— begin Text provided —

The 2016 Austrian Darts Open was the fifth of ten PDC European Tour events on the 2016 PDC Pro Tour. The tournament took place at Multiversum Schwechat in Vienna, Austria, between 10–12 June 2016. It featured a field of 48 players and £115,000 in prize money, with £25,000 going to the winner.

Vincent van der Voort was the defending champion from the 2014 tournament, but lost in the first round to Steve Beaton.

Phil Taylor won the event after beating Michael Smith 6–4 in the final, in what was his first (and what would turn out to be his last) PDC European Tour event since the 2014 Gibraltar Darts Trophy.

Prize money
The prize money of the European Tour events stays the same as last year.

— end Text provided —
— begin Raw records —

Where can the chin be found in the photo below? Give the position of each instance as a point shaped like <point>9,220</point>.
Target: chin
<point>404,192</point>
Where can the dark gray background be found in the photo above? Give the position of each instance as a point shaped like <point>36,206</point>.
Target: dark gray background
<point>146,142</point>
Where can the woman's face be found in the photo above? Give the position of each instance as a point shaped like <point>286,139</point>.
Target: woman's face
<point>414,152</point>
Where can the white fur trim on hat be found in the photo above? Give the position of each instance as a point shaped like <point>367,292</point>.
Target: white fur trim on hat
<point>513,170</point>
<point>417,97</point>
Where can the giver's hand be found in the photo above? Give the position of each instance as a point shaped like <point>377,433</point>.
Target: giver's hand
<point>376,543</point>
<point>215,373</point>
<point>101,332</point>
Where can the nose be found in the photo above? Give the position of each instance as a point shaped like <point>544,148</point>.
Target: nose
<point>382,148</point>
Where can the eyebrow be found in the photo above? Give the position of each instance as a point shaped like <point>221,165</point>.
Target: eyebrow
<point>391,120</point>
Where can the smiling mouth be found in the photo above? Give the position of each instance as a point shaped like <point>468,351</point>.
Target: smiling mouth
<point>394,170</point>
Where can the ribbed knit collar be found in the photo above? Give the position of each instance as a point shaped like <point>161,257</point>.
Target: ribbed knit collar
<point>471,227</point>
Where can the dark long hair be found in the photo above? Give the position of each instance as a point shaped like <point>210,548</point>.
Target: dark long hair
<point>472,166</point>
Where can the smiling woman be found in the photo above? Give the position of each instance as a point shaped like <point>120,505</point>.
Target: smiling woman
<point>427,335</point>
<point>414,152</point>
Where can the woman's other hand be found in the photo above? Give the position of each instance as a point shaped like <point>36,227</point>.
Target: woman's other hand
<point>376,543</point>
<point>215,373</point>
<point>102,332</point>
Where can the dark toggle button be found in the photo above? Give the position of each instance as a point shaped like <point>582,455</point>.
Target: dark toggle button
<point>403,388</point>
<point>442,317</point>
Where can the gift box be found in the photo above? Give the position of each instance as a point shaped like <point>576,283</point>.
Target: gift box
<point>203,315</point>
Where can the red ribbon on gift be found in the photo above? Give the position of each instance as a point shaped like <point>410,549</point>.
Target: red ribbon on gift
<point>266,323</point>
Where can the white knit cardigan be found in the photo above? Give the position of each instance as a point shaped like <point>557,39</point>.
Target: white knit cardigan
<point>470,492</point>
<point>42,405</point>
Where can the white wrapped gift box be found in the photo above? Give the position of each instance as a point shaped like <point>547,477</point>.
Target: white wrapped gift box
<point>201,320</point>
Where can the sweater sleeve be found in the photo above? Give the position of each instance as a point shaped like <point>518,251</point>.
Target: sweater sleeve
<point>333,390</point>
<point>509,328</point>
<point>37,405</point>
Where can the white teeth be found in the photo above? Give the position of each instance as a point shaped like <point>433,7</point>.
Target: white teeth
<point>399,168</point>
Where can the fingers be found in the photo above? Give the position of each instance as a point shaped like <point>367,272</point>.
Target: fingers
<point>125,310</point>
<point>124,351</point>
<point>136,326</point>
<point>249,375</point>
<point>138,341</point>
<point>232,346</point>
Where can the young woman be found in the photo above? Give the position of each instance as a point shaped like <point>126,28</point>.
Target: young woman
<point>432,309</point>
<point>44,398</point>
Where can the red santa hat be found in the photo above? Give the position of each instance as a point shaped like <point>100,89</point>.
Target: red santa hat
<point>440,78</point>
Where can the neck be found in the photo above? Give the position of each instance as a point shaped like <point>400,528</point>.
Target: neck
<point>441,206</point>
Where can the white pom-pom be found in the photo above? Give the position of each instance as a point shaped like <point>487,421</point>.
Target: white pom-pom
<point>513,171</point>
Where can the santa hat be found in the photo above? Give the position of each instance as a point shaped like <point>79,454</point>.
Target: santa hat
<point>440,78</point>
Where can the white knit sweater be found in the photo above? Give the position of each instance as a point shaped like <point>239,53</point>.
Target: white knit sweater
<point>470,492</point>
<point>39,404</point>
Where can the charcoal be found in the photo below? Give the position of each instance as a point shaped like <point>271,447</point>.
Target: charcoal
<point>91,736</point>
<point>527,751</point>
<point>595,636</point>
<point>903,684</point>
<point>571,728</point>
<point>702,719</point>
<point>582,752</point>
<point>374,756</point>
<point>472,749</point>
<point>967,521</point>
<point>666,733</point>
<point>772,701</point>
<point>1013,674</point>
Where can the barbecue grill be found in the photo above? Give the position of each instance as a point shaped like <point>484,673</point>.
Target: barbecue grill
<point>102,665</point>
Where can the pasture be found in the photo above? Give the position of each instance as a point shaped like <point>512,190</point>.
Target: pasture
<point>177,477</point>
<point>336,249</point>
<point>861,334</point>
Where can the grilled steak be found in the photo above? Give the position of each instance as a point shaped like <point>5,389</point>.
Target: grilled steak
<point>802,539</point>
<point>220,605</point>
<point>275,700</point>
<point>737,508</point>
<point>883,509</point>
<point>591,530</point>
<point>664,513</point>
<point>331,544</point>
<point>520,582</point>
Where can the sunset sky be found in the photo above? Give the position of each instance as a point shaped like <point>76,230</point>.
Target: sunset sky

— end Raw records —

What to work on.
#1 Reproduce the whole 2016 Austrian Darts Open text above word for word.
#2 Please list every line of the records above that contains the word "face".

Task-by-task answers.
#1
The 2016 Austrian Darts Open was the fifth of ten PDC European Tour events on the 2016 PDC Pro Tour. The tournament took place at Multiversum Schwechat in Vienna, Austria, between 10–12 June 2016. It featured a field of 48 players and £115,000 in prize money, with £25,000 going to the winner.

Vincent van der Voort was the defending champion from the 2014 tournament, but lost in the first round to Steve Beaton.

Phil Taylor won the event after beating Michael Smith 6–4 in the final, in what was his first (and what would turn out to be his last) PDC European Tour event since the 2014 Gibraltar Darts Trophy.

Prize money
The prize money of the European Tour events stays the same as last year.

#2
Where can the woman's face be found in the photo above? Give the position of each instance as a point shaped like <point>286,139</point>.
Target: woman's face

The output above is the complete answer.